## What you need to do
Nothing other than an exact copy of the records should be returned.
________
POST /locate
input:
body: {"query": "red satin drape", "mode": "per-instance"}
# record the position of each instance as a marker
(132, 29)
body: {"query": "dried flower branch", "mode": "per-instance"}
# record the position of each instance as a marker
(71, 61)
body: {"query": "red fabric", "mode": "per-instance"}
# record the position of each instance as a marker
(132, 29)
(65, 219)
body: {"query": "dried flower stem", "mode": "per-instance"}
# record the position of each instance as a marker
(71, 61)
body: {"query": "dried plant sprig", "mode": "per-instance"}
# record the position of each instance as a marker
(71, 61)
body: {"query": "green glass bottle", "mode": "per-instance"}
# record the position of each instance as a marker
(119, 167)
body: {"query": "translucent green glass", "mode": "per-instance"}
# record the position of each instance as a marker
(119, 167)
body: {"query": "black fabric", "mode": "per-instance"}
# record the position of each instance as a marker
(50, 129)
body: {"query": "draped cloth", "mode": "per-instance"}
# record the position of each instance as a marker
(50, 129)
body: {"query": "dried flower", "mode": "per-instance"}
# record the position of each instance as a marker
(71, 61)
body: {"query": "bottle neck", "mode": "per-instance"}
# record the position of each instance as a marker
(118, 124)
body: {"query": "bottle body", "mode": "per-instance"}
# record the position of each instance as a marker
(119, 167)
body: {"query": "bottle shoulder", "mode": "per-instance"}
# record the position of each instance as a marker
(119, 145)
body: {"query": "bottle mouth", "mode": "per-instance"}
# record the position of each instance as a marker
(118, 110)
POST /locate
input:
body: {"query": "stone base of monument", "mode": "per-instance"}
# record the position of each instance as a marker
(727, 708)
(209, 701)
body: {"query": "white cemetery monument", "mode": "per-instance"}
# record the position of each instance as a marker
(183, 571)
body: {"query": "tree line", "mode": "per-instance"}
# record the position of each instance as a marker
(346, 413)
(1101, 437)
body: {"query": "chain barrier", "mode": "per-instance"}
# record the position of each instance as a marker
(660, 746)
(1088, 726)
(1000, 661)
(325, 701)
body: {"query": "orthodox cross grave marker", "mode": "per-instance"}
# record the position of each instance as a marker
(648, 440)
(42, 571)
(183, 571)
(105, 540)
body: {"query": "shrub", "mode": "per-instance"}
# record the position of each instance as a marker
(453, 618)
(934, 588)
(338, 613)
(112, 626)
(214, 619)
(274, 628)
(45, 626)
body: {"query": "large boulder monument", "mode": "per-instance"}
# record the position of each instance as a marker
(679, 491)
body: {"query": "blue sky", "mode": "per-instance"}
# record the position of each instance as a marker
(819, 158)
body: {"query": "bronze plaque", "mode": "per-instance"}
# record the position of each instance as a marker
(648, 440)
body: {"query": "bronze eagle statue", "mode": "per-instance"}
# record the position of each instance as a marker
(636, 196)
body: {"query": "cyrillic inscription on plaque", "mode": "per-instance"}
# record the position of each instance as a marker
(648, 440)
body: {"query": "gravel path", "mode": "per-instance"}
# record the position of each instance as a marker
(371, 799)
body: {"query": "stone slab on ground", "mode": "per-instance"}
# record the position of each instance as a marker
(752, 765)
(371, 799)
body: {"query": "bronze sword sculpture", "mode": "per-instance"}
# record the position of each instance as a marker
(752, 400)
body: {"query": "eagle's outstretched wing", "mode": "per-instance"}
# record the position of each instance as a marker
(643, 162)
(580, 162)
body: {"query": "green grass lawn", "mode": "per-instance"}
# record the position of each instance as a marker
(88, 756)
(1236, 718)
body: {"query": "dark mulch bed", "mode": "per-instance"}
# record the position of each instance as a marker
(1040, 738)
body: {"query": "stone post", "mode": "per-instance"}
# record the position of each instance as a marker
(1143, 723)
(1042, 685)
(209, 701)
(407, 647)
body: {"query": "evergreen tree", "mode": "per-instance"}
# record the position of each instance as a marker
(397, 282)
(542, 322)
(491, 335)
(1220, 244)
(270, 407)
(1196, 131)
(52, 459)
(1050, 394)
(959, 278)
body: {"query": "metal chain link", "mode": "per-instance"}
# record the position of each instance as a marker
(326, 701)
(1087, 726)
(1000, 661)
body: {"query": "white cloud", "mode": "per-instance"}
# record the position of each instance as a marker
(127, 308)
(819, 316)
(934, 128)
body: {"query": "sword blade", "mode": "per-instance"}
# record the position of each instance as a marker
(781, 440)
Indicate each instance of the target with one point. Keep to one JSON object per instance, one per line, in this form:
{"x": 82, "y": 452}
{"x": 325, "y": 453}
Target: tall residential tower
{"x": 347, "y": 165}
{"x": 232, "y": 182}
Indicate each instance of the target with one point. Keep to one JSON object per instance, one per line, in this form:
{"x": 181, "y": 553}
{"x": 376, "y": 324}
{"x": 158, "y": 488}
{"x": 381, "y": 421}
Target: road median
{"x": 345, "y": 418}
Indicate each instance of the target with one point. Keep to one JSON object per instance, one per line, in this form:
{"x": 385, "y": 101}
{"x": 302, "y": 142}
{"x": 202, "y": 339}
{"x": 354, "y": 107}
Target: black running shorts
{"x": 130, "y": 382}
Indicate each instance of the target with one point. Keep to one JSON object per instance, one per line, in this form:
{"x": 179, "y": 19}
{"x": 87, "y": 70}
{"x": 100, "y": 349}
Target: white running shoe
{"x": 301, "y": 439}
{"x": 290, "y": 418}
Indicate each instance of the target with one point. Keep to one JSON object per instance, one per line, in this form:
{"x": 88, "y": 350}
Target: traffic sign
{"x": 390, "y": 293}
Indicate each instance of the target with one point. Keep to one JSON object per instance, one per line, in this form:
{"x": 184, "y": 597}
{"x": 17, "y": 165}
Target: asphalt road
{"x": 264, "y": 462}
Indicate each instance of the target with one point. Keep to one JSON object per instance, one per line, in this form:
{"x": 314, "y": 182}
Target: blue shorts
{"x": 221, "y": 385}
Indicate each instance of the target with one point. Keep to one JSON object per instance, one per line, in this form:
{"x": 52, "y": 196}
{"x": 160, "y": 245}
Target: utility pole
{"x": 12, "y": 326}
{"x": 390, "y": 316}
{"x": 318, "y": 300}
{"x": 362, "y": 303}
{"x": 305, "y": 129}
________
## Task answer
POST /locate
input:
body: {"query": "red satin drape", "mode": "per-instance"}
# record the position of each instance as a marker
(132, 29)
body: {"query": "dried flower branch", "mode": "per-instance"}
# record the position of each instance as a marker
(71, 61)
body: {"query": "red fabric", "mode": "per-instance"}
# record the position of each instance as a marker
(132, 29)
(65, 219)
body: {"query": "dried flower stem", "mode": "per-instance"}
# record the position of each instance as a marker
(71, 61)
body: {"query": "dried plant sprig", "mode": "per-instance"}
# record the position of each instance as a marker
(71, 61)
body: {"query": "green glass bottle", "mode": "per-instance"}
# record the position of each instance as a marker
(119, 167)
body: {"query": "translucent green glass", "mode": "per-instance"}
# record the position of each instance as a marker
(119, 167)
body: {"query": "black fabric", "mode": "per-instance"}
# record the position of each instance as a marker
(50, 129)
body: {"query": "draped cloth", "mode": "per-instance"}
# record the position of each instance as a marker
(50, 129)
body: {"query": "dried flower", "mode": "per-instance"}
# record the position of each instance as a marker
(71, 61)
body: {"query": "bottle neck", "mode": "per-instance"}
# record the position of each instance as a marker
(118, 124)
body: {"query": "bottle body", "mode": "per-instance"}
# record the position of each instance as a marker
(119, 167)
body: {"query": "bottle shoulder", "mode": "per-instance"}
# record the position of each instance as a marker
(119, 145)
body: {"query": "bottle mouth", "mode": "per-instance"}
# record the position of each instance as a marker
(118, 110)
POST /locate
input:
body: {"query": "stone base of monument", "mode": "per-instance"}
# record the position of each instance as a marker
(727, 708)
(209, 701)
body: {"query": "white cemetery monument", "mode": "per-instance"}
# record the position of each instance as a marker
(183, 571)
body: {"query": "tree line", "mode": "per-instance"}
# record the position of each instance as a marker
(346, 413)
(1101, 437)
body: {"query": "chain barrier", "mode": "per-instance"}
# record the position of each instance as a marker
(660, 746)
(1088, 726)
(1000, 661)
(325, 701)
body: {"query": "orthodox cross grave marker", "mode": "per-instance"}
# record the position of each instance as a marker
(648, 440)
(42, 571)
(183, 571)
(105, 540)
body: {"query": "shrub", "mode": "per-instance"}
# record the position of each instance as a marker
(453, 618)
(934, 588)
(338, 613)
(112, 626)
(214, 619)
(274, 628)
(45, 626)
body: {"query": "large boulder monument", "mode": "per-instance"}
# record the position of each instance as a marker
(679, 491)
body: {"query": "blue sky", "mode": "per-instance"}
# record the position of each instance as a marker
(819, 158)
body: {"query": "bronze plaque", "mode": "per-instance"}
# record the position of each instance as a marker
(648, 440)
body: {"query": "bronze eagle statue", "mode": "per-instance"}
# record the position of each instance as a marker
(636, 196)
body: {"query": "cyrillic inscription on plaque", "mode": "per-instance"}
# record the position of each instance as a marker
(648, 440)
body: {"query": "gravel path", "mode": "per-instance"}
# record the position of each instance as a marker
(371, 799)
body: {"query": "stone slab on ground", "mode": "per-instance"}
# record the position of each instance as a marker
(752, 765)
(371, 799)
body: {"query": "bronze sword sculpture", "mode": "per-instance"}
# record the position of each instance as a marker
(752, 400)
body: {"query": "eagle's outstretched wing", "mode": "per-instance"}
# record the position of each instance as a marker
(643, 162)
(580, 162)
body: {"query": "green grass lawn", "mode": "per-instance"}
# record the position of each instance as a marker
(88, 756)
(1236, 718)
body: {"query": "dark mulch bed", "mode": "per-instance"}
# record the position of each instance as a marker
(1040, 738)
body: {"query": "stone post", "mode": "per-instance"}
# record the position of each instance as a marker
(1143, 723)
(1042, 685)
(209, 701)
(407, 647)
body: {"query": "evergreen tree", "mode": "per-instance"}
# record the position of each instance as a marker
(397, 282)
(542, 322)
(491, 335)
(1220, 244)
(270, 407)
(1196, 131)
(52, 459)
(1050, 394)
(959, 278)
body: {"query": "metal chain link", "mode": "per-instance"}
# record the position of each instance as a marker
(326, 701)
(1087, 726)
(1000, 661)
body: {"query": "white cloud", "mode": "per-instance"}
# record the position of each instance as a marker
(127, 308)
(819, 316)
(934, 128)
body: {"query": "sword blade", "mode": "per-instance"}
# record the position of each instance as a marker
(781, 440)
Indicate each instance of the target with one point. Keep to one JSON object per instance, one per line, in this form:
{"x": 82, "y": 452}
{"x": 325, "y": 453}
Target: tall residential tower
{"x": 347, "y": 165}
{"x": 232, "y": 182}
Indicate each instance of the target with one point. Keep to one JSON object per instance, one per line, in this form:
{"x": 181, "y": 553}
{"x": 376, "y": 324}
{"x": 158, "y": 488}
{"x": 381, "y": 421}
Target: road median
{"x": 345, "y": 418}
Indicate each instance of the target with one point. Keep to one JSON object per instance, one per line, in this form:
{"x": 385, "y": 101}
{"x": 302, "y": 142}
{"x": 202, "y": 339}
{"x": 354, "y": 107}
Target: black running shorts
{"x": 130, "y": 382}
Indicate each instance of the target with one point. Keep to one JSON object per instance, one per line, in this form:
{"x": 179, "y": 19}
{"x": 87, "y": 70}
{"x": 100, "y": 349}
Target: white running shoe
{"x": 301, "y": 439}
{"x": 290, "y": 418}
Indicate each instance of the target with one point. Keep to one JSON object per instance, one per line, in this form:
{"x": 88, "y": 350}
Target: traffic sign
{"x": 390, "y": 293}
Indicate each instance of the target with one point. Keep to one JSON object per instance, one per line, in this form:
{"x": 184, "y": 597}
{"x": 17, "y": 165}
Target: asphalt road
{"x": 264, "y": 462}
Indicate each instance of the target with one point. Keep to one JSON object per instance, one per line, in this form:
{"x": 314, "y": 182}
Target: blue shorts
{"x": 221, "y": 385}
Indicate each instance of the target with one point. Keep to one JSON object per instance, one per line, in this form:
{"x": 52, "y": 196}
{"x": 160, "y": 245}
Target: utility pole
{"x": 12, "y": 326}
{"x": 390, "y": 316}
{"x": 318, "y": 300}
{"x": 362, "y": 303}
{"x": 305, "y": 129}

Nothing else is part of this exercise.